(READING PASSAGE Opens)

English cryptanalyst and historian (1918–1998)

Sir Francis Harry Hinsley, (26 November 1918 – 16 February 1998) was an English intelligence officer and historian. He worked at Bletchley Park during the Second World War and wrote widely on the history of international relations and British Intelligence during the Second World War. He was known as Harry Hinsley.

==Early life==
Hinsley's father worked in the coal department of the Walsall Co-Op. His mother Emma Hinsley (née Adey) was a school caretaker and they lived in Birchills, in the parish of St Andrew's, Walsall. Harry was educated at Queen Mary's Grammar School, Walsall and, in 1937, won a scholarship to read history at St. John's College, Cambridge. He went on to be awarded a first in part one of the Historical Tripos.

In August 1939, Hinsley visited his girlfriend in the German city of Koblenz. Police required him to report to the police station daily. However, this requirement was waived following the signing of the German-Soviet Pact. A week later, Hinsley was advised by police via his girlfriend's parents to get out of Germany by "tomorrow at the latest". This enabled him to cross the Franco-German border before it was closed. He made the crossing at the bridge between Kehl and Strasbourg. Stripped of his Reichsmarks by German border guards without francs or sterling in exchange, Hinsley was left penniless. This led to his sleeping on a park bench in France. Hinsley hitch-hiked to Switzerland from where he returned to the United Kingdom. He made his return just before Britain declared war on Germany. In October 1939, while still at St. John's, he was summoned to an interview with Alastair Denniston, head of the Government Code and Cypher School (GC&CS), and was thereby recruited to Bletchley Park's naval section in Hut 4. Phoebe Senyard became his personal assistant. He abandoned his degree course and thereafter never completed it.

==Bletchley Park==
At Bletchley Park, Hinsley studied the external characteristics of intercepted German messages, a process sometimes termed "traffic analysis": from call signs, frequencies, times of interception and so forth, he was able to deduce a great deal of information about the structure of Nazi Germany's Kriegsmarines communication networks and even about the structure of the German navy itself.

(READING PASSAGE Closes)
(EXCERPTED RECORDS Opens)

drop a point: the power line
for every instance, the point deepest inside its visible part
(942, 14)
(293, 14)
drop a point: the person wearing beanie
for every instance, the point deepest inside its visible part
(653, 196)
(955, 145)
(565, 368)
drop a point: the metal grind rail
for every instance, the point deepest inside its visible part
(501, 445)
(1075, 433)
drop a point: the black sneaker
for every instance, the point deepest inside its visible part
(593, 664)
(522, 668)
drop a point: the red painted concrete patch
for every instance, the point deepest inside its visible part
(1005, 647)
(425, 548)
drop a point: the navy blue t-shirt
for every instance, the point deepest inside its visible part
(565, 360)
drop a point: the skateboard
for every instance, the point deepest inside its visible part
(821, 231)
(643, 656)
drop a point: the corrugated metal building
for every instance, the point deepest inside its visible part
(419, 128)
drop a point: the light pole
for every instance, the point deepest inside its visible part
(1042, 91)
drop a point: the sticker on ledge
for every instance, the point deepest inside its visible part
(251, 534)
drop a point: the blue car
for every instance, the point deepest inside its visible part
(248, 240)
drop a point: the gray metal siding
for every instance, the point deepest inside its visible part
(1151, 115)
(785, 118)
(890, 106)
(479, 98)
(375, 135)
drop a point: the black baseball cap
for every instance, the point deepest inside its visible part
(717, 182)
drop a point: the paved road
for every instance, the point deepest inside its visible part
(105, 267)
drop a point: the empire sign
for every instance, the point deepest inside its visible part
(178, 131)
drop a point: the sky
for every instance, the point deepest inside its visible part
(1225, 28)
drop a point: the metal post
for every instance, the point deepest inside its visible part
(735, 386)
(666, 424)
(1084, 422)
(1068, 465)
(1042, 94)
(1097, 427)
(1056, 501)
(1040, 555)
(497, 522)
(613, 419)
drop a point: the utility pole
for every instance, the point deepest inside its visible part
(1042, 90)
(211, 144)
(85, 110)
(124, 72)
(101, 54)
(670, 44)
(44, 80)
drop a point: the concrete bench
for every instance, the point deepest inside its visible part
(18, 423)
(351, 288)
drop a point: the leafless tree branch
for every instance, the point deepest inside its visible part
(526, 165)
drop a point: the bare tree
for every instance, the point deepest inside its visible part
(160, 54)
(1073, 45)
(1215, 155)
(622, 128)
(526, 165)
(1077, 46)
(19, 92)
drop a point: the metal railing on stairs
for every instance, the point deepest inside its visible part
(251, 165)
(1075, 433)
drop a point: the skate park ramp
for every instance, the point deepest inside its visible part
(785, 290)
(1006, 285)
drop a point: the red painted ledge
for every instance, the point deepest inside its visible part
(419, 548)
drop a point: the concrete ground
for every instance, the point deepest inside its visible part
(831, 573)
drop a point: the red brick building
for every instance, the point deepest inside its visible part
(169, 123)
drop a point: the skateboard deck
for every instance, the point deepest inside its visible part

(EXCERPTED RECORDS Closes)

◆ **REQUIRED ACTION**
Write the next part of the passage on Harry Hinsley, picking up after its last sentence. The material placed after the passage on Harry Hinsley was taken from a separate source.

◆ **REPLY TO THE EXERCISE**
Hinsley helped initiate a programme of seizing Enigma machines and keys from German weather ships, such as the Lauenburg, thereby facilitating Bletchley Park's resumption of interrupted breaking of German Naval Enigma. He realised that, as the ships were on station for long periods, they would have to carry the code books (which changed every month) for subsequent months; these would likely be in a locked safe and might be overlooked when the crew threw Enigma materials (including the code book currently in use) overboard if the ship was boarded, an assumption which proved correct.

In late 1943, Hinsley was sent to liaise with the US Navy in Washington, with the result that an agreement was reached in January 1944 to co-operate in exchanging results on Japanese Naval signals.

Towards the end of the war, Hinsley, by then a key aide to Bletchley Park chief Edward Travis, was part of a committee which argued for a post-war intelligence agency that would combine both signals intelligence and human intelligence in a single organisation. In the event, the opposite occurred, with GC&CS becoming GCHQ.

On 6 April 1946, Hinsley married Hilary Brett-Smith, a graduate from Somerville College, Oxford, who had also worked at Bletchley Park, in Hut 8. They moved to Cambridge after the war where Hinsley had been elected a Fellow at St. John's College.

Hinsley was awarded the OBE in 1946 and was knighted in 1985.

On his death, Sir Harry Hinsley was cremated and his family buried the ashes privately in Cambridge.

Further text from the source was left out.